[Data Boundary: Start]
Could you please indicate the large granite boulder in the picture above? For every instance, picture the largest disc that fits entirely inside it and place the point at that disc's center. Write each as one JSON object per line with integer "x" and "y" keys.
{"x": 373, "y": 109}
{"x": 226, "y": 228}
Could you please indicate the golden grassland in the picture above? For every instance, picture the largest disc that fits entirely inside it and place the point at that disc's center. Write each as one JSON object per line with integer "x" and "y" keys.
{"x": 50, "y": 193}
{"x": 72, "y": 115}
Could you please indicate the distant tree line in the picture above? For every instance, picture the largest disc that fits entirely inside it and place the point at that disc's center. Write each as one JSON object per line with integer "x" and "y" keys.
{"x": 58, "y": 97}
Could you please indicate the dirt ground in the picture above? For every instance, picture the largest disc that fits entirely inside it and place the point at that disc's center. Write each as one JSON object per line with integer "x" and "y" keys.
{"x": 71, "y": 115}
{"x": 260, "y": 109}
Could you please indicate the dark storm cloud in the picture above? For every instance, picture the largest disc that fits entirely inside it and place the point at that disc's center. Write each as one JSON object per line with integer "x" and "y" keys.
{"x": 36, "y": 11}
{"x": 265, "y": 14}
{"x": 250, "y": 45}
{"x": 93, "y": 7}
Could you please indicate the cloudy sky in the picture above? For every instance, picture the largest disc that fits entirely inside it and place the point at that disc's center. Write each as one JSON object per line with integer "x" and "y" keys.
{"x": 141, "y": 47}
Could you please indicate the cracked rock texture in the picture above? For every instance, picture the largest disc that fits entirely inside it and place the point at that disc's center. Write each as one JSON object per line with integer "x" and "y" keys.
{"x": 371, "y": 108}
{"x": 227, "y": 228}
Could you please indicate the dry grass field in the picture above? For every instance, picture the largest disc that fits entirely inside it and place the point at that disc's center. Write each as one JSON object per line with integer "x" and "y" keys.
[Data Boundary: End]
== Task to carry out ==
Restate every record above, exactly, in full.

== Finished task ==
Could you please indicate the large granite boulder in the picture above? For every instance, picture the largest disc that fits entirely inside it and place the point at that disc's center. Write each as one JSON object per line with integer "x" and "y" keys.
{"x": 373, "y": 109}
{"x": 226, "y": 228}
Could you please indicate the golden grassland in the picture above? For every instance, picture the largest disc that fits entirely inside it and place the point at that disc's center. Write each as one JSON object per line with integer "x" and "y" keys.
{"x": 50, "y": 193}
{"x": 72, "y": 115}
Could you please indicate the distant tree line in the picture above? For every instance, picture the largest disc that fits entirely inside it and place the point at that disc's center. Write each as one JSON object per line with integer "x" and "y" keys.
{"x": 58, "y": 97}
Could you please indicate the dirt ground in the picture above? For every instance, picture the largest disc that fits entirely inside it and place the point at that disc's center. Write each as one JSON object per line with integer "x" and "y" keys.
{"x": 71, "y": 115}
{"x": 260, "y": 109}
Could you please indicate the dark storm cloud in the picture above? For every instance, picture the largest disc that fits entirely inside it and place the point at that disc's center. Write each as one JSON object per line with integer "x" and "y" keys.
{"x": 36, "y": 11}
{"x": 265, "y": 14}
{"x": 250, "y": 45}
{"x": 93, "y": 7}
Could you please indicate the cloudy sky in the picture above? For every instance, picture the largest disc that fits entirely inside it and place the point at that disc's center. Write each as one JSON object per line with integer "x" and "y" keys.
{"x": 141, "y": 47}
Could you please indicate the cracked rock texture in the picture above? For every instance, picture the largest disc that fits entirely inside it and place the point at that disc's center. Write each as one JSON object per line with integer "x" and "y" keys.
{"x": 371, "y": 108}
{"x": 227, "y": 228}
Could you please indicate the dry grass field in the picture above? For every instance, picture the largest disc that fits entirely inside it and place the point at that disc's center. Write each as one JSON object per line with integer "x" and "y" keys.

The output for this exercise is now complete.